* _Task set_:
A) In the UCLA low-back pain study summary, shorten the paragraph beginning "The mean satisfaction score for chiropractic patients" into a brief list that keeps its main facts.
B) According to the UCLA low-back pain study summary, how many patients were randomized to medical or chiropractic care?
C) Go on with the UCLA low-back pain study summary from the point where it stops.

* _Document section_:
________________________________________

Comparing the Satisfaction of Low Back Pain Patients Randomized to Receive Medical or Chiropractic Care: Results From the UCLA Low-Back Pain Study
A ChiroSecure Research Update
Abstract:This study examined the difference in satisfaction between patients assigned to chiropractic vs medical care for treatment of low back pain in a managed care organization.
Discussion:Satisfaction scores (on a 10–50 scale) after 4 weeks of follow-up were compared among 672 patients randomized to receive medical or chiropractic care.
The mean satisfaction score for chiropractic patients was greater than the score for medical patients (crude difference = 5.5; 95% confidence interval = 4.5, 6.5). Self-care advice and explanation of treatment predicted satisfaction and reduced the estimated difference between chiropractic and medical patients’ satisfaction.

________________________________________

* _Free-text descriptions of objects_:
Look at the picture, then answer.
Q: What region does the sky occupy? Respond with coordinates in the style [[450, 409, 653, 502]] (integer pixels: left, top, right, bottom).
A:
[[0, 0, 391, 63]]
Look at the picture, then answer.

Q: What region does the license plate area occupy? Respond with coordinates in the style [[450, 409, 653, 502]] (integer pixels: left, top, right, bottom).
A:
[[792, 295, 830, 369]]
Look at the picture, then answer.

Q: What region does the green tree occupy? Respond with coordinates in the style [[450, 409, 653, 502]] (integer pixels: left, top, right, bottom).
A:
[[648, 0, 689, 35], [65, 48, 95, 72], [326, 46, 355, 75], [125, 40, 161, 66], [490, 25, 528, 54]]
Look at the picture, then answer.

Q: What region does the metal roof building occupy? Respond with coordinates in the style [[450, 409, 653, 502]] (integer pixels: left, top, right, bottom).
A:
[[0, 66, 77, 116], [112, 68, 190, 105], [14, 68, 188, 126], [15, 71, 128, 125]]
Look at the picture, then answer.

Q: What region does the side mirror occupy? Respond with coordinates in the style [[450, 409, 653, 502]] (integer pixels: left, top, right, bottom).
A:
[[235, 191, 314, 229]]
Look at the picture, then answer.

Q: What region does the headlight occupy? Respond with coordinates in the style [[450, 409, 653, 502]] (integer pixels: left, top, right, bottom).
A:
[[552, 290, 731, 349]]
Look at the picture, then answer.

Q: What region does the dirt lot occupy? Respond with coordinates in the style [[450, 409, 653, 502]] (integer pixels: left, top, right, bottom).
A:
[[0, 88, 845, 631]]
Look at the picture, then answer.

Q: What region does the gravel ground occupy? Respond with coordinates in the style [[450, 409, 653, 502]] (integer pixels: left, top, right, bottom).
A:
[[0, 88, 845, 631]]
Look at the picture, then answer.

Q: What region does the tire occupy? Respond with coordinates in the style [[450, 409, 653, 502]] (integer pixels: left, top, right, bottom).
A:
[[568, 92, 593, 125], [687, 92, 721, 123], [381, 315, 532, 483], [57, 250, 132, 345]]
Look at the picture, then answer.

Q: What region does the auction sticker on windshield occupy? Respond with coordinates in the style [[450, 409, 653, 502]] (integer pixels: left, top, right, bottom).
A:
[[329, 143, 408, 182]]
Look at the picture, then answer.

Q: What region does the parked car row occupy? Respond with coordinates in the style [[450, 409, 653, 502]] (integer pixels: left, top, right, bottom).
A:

________________________________________

* _Outputs in order_:
A)
- Chiropractic patients had a higher mean satisfaction score than medical patients.
- Crude difference: 5.5 (95% confidence interval: 4.5, 6.5).
- Self-care advice and explanation of treatment predicted satisfaction.
- These two factors reduced the estimated gap between chiropractic and medical patients' satisfaction.

B) 672 patients.

C)
Conclusion:Communication of advice and information to patients with low back pain increases their satisfaction with providers and accounts for much of the difference between chiropractic and medical patients’ satisfaction. Providers who communicate in this way may also demonstrate more concern for their patients as individuals or encourage patients to take a more active role in their own care—characteristics often attributed to chiropractors.
Reference: Ruth P. Hertzman-Miller, MD, MPH, Hal Morgenstern, PhD, Eric L. Hurwitz, DC, PhD, Fei Yu, PhD, Alan H. Adams, DC, MS, Philip Harber, MD, MPH, and Gerald F. Kominski, PhD. Comparing the Satisfaction of Low Back Pain Patients Randomized to Receive Medical or Chiropractic Care: Results From the UCLA Low-Back Pain Study. Am J Public Health. 2002;92: 1628–1633. https://doi.org/10.2105/ajph.92.10.1628.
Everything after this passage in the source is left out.